> [MATERIAL FOR THIS TASK]:
--- start ---

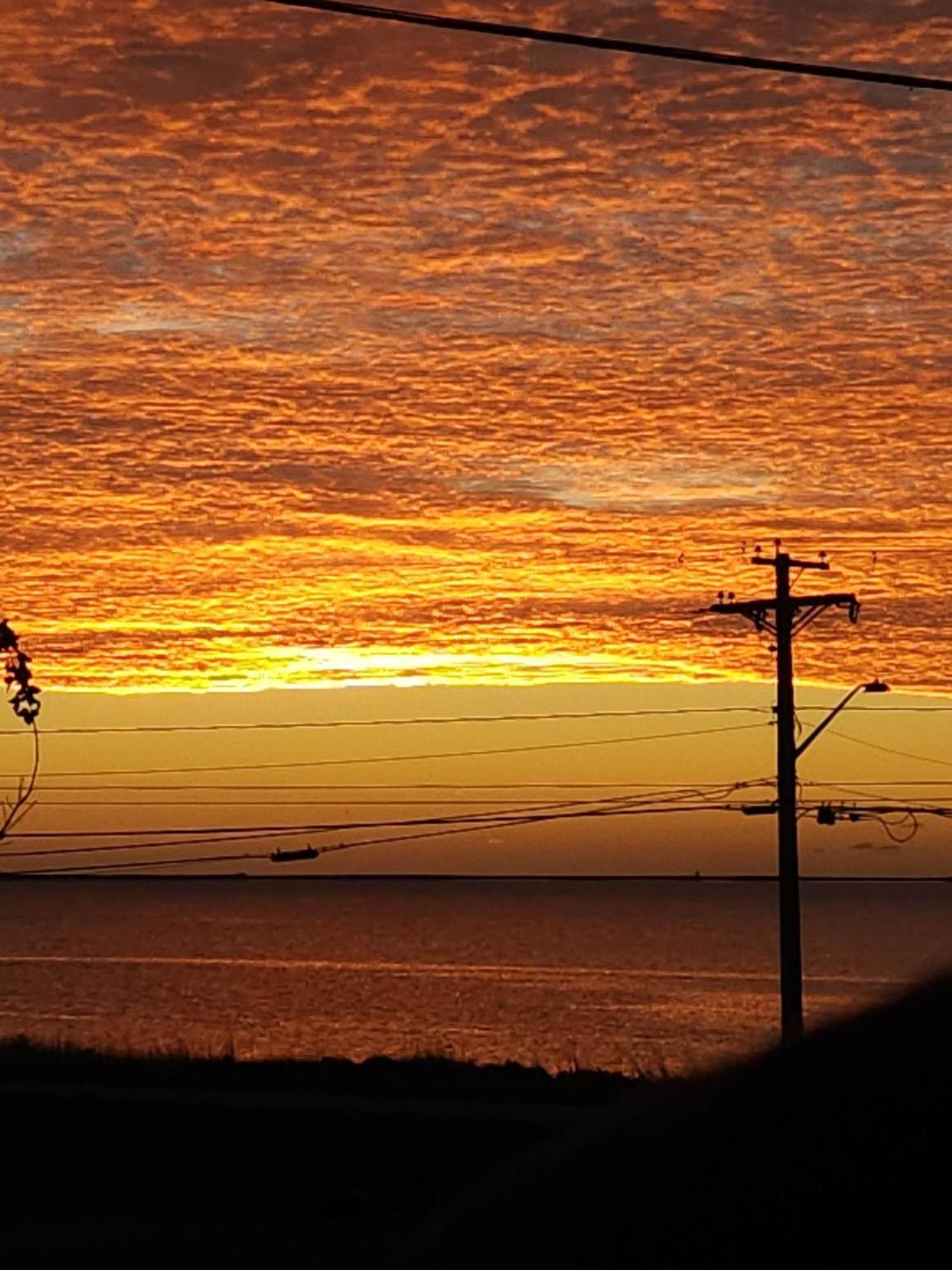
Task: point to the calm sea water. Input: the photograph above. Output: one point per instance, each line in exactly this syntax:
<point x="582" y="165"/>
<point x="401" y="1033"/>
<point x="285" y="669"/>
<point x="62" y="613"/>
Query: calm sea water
<point x="633" y="975"/>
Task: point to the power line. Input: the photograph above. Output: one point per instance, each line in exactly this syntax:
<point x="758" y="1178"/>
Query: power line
<point x="407" y="759"/>
<point x="319" y="827"/>
<point x="313" y="726"/>
<point x="210" y="836"/>
<point x="343" y="846"/>
<point x="889" y="750"/>
<point x="392" y="723"/>
<point x="866" y="813"/>
<point x="609" y="44"/>
<point x="395" y="785"/>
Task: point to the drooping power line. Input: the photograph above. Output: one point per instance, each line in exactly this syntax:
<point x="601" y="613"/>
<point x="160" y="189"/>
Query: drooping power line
<point x="610" y="44"/>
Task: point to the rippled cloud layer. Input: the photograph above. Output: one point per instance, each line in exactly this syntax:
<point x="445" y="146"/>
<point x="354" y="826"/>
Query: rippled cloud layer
<point x="342" y="352"/>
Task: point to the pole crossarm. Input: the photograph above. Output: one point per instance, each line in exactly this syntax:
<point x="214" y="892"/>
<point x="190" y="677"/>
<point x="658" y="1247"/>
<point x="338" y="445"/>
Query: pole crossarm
<point x="802" y="609"/>
<point x="785" y="615"/>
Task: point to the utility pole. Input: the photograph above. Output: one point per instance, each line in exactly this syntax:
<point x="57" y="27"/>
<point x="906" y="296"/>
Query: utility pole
<point x="785" y="615"/>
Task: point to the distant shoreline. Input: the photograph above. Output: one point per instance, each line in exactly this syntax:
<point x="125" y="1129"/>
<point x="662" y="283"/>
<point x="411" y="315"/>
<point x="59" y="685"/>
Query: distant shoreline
<point x="323" y="879"/>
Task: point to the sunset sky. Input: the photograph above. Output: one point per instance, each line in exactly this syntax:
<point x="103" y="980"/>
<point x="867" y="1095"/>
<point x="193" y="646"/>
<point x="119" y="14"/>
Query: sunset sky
<point x="347" y="356"/>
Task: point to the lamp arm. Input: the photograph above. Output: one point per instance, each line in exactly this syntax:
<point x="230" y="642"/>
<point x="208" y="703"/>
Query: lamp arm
<point x="828" y="721"/>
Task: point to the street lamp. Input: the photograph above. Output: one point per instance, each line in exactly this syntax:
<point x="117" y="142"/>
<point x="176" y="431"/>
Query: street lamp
<point x="874" y="686"/>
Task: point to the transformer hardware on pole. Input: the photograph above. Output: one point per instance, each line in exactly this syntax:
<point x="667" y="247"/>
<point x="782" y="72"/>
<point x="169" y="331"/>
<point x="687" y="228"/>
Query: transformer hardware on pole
<point x="784" y="617"/>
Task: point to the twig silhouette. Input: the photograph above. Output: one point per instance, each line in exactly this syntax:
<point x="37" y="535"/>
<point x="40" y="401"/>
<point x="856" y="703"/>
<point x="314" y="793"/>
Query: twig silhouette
<point x="23" y="697"/>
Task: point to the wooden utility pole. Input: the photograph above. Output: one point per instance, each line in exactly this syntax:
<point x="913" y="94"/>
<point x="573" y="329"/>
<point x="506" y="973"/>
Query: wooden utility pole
<point x="785" y="615"/>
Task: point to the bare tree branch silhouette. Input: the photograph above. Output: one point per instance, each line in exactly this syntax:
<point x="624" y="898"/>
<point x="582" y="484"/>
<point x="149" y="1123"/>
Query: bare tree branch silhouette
<point x="23" y="695"/>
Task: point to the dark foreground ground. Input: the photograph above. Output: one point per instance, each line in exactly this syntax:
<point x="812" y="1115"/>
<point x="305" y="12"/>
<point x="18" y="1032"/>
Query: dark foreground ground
<point x="831" y="1154"/>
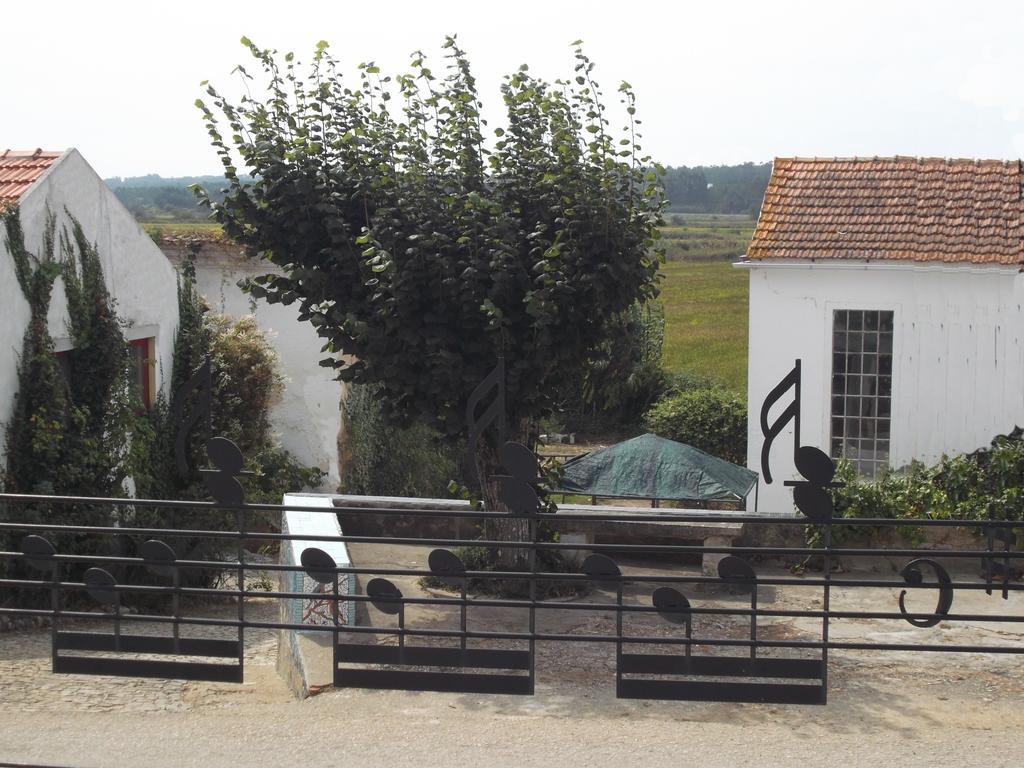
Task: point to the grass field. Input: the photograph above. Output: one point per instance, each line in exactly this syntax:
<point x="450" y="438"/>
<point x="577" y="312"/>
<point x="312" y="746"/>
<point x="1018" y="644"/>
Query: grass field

--- end ---

> [STATED PROBLEM]: Rewrite all of the material above, changing every "photograph" to "image" and leaving everything else as it is. Omit the pictures.

> [PROBLEM SOLUTION]:
Task: point to the calm sea water. Input: the image above. Output: one point per instance, each line in exactly this syntax:
<point x="582" y="165"/>
<point x="401" y="1033"/>
<point x="285" y="669"/>
<point x="62" y="613"/>
Query: calm sea water
<point x="633" y="975"/>
Task: point to the power line. Input: the image above. Output: one point per instance, each line in exactly this syntax:
<point x="758" y="1178"/>
Query: power line
<point x="407" y="759"/>
<point x="319" y="827"/>
<point x="313" y="726"/>
<point x="210" y="836"/>
<point x="343" y="846"/>
<point x="889" y="750"/>
<point x="392" y="723"/>
<point x="866" y="813"/>
<point x="609" y="44"/>
<point x="395" y="785"/>
Task: point to the drooping power line. Input: the image above. Output: one point per instance, each line in exactly this syntax:
<point x="601" y="613"/>
<point x="160" y="189"/>
Query: drooping power line
<point x="610" y="44"/>
Task: point to the rippled cloud layer. Input: the image above. Output: one point per instance, each line in exactly this syntax:
<point x="445" y="146"/>
<point x="354" y="826"/>
Query: rippled cloud layer
<point x="342" y="352"/>
Task: point to the pole crossarm. Input: the image above. Output: one point per instance, each line in exactly this syntax:
<point x="214" y="892"/>
<point x="190" y="677"/>
<point x="658" y="1247"/>
<point x="338" y="445"/>
Query: pole crossarm
<point x="802" y="609"/>
<point x="785" y="615"/>
Task: point to the utility pole. Input: the image above. Output: one point per instance, each line in exactly this syntax:
<point x="57" y="27"/>
<point x="906" y="296"/>
Query: utility pole
<point x="785" y="615"/>
Task: point to the distant shoreline. Input: the image above. Output: one point per instance, each line in exactly this syntax:
<point x="125" y="1129"/>
<point x="662" y="283"/>
<point x="411" y="315"/>
<point x="59" y="685"/>
Query: distant shoreline
<point x="323" y="879"/>
Task: point to the sunset sky. Input: the image above. Output: one point per instance, each line in exactly this syntax:
<point x="103" y="980"/>
<point x="867" y="1095"/>
<point x="193" y="646"/>
<point x="119" y="14"/>
Query: sunset sky
<point x="347" y="356"/>
Task: point to the lamp arm. Input: the image above. Output: one point per instance, each line in exactly this syntax:
<point x="230" y="642"/>
<point x="208" y="703"/>
Query: lamp arm
<point x="828" y="721"/>
Task: point to the street lamp. Input: the image above. Output: one point per instance, each line in exactly this syntax:
<point x="117" y="142"/>
<point x="176" y="431"/>
Query: street lamp
<point x="874" y="686"/>
Task: point to the transformer hardware on pole. Input: the image above. Output: one point per instance, each line in exactly this syntax:
<point x="667" y="247"/>
<point x="782" y="72"/>
<point x="169" y="331"/>
<point x="687" y="228"/>
Query: transformer hardware on pole
<point x="784" y="617"/>
Task: point to the twig silhouette. Input: the image above. Output: one point per instance, each line in exactly this syntax:
<point x="37" y="535"/>
<point x="40" y="401"/>
<point x="856" y="703"/>
<point x="314" y="793"/>
Query: twig silhouette
<point x="23" y="697"/>
Task: point to the wooden utility pole. Input: the image above. Output: one point per instance, each line in exactly this syntax:
<point x="913" y="94"/>
<point x="573" y="329"/>
<point x="506" y="973"/>
Query: wooden utility pole
<point x="785" y="615"/>
Task: point to the bare tree branch silhouette. Input: the image above. Output: one point per instance, each line in exactly this syntax:
<point x="624" y="898"/>
<point x="582" y="484"/>
<point x="149" y="1123"/>
Query: bare tree branch silhouette
<point x="23" y="695"/>
Task: point to the dark foreground ground. Input: the image above. Output: one point per instance, each line in exactly this syntax:
<point x="812" y="1115"/>
<point x="305" y="12"/>
<point x="18" y="1032"/>
Query: dark foreground ground
<point x="831" y="1154"/>
Task: point to the grass field. Input: the image above. Output: one point per instance, each line in exactly this syntax:
<point x="450" y="438"/>
<point x="577" y="312"/>
<point x="312" y="746"/>
<point x="1018" y="644"/>
Query: grass field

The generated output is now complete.